Supplied text
Multiple studies have shown that intercessory prayer have little effect on disease outcome. Nonetheless, it is often through their religion or spiritual beliefs that people harness that powerful exercise of volition which dramatically alters the course of their disease.
Despite increasingly frequent forays into this domain, the realm of the spirit remains largely opaque to the otherwise piercing lenses of science. There is some evidence that our brains are hardwired, as it were, to engage in spiritual practice; to "believe" in unquantifiable, unmeasurable forces which help to direct our lives. And those familiar with the work of Carl Jung and subsequently Joseph Campbell will recognize the hero myth as the unifying essence of almost all religions. Neurological research has shown how the regular practice of meditation, independent of the specific religious tradition of the meditator, can create long-term alterations in our brains. Nonetheless, these scattered breadcrumbs only beg the question of how these beliefs unlock such potent personal power that the course of a disease can be radically altered.
This is a question worthy of consideration, particularly today, when much of Christianity celebrates the birth of its central figure. And as I drove home from a family gathering last night, I could not ignore the beauty and tranquility exuded by the churches I passed, all decked out for their celebrations and lit with candles for their midnight services. There is a compelling power there, not just in Christianity, but in any religion as it expresses the majesty of its office in our affairs. From the miraculous birth of Jesus to the transcendental satori of Gautama Shakyamuni to the revelations of the cave-dwelling Muhammad, there is a common thread from which has emerged some of the most beautiful expressions of art, literature and music of which humans are capable.

Requirement 1
Quote the text on spirituality and disease from "Multiple studies have" up to and including "of their disease.".
Requirement 2
According to the text on spirituality and disease, why is the question of how beliefs unlock personal power especially worth considering on the day it was written?

Provided data
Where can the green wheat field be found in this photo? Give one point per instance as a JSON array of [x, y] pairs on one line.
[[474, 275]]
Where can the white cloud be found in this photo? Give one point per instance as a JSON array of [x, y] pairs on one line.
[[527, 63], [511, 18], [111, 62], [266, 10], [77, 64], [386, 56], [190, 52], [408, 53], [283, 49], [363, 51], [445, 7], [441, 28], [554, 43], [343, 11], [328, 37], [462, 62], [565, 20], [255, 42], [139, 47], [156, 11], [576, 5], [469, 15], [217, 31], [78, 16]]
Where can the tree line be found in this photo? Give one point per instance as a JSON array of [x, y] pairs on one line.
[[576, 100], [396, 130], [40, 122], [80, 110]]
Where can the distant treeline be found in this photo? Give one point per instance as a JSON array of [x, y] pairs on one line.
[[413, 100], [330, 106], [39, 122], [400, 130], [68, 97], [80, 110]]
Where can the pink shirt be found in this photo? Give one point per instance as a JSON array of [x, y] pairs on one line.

---

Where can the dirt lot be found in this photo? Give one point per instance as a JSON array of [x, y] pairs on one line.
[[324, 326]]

==

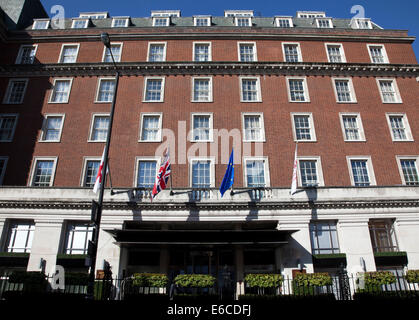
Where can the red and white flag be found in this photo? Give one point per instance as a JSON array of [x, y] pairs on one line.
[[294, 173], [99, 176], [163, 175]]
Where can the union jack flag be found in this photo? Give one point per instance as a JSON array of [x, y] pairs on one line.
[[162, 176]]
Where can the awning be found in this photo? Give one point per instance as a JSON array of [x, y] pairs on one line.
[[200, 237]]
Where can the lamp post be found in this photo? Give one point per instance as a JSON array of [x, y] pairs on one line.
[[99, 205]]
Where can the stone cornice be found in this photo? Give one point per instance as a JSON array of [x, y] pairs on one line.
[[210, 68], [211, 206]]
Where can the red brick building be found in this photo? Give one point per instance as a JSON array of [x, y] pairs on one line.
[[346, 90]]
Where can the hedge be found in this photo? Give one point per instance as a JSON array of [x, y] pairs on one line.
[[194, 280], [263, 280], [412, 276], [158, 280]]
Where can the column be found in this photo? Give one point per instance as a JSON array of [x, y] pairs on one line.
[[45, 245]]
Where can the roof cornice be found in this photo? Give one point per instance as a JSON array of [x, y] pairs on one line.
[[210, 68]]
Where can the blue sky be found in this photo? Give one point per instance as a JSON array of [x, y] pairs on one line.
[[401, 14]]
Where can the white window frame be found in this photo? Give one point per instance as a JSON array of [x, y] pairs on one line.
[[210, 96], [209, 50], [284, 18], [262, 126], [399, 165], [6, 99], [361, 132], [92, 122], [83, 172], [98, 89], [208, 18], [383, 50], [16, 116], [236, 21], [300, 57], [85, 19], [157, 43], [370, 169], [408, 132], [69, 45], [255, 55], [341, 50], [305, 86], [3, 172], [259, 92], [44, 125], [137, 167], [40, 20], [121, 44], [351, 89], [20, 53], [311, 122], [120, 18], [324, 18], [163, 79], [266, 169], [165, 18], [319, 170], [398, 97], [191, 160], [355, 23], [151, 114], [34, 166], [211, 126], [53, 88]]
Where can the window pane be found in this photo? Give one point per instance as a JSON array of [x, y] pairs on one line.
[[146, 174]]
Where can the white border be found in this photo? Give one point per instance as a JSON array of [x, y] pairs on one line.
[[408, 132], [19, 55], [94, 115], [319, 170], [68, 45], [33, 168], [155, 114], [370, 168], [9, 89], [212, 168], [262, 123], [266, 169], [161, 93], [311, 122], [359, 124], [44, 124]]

Reply 1
Multiple studies have shown that intercessory prayer have little effect on disease outcome. Nonetheless, it is often through their religion or spiritual beliefs that people harness that powerful exercise of volition which dramatically alters the course of their disease.

Reply 2
It is especially worth considering that day because much of Christianity is celebrating the birth of its central figure.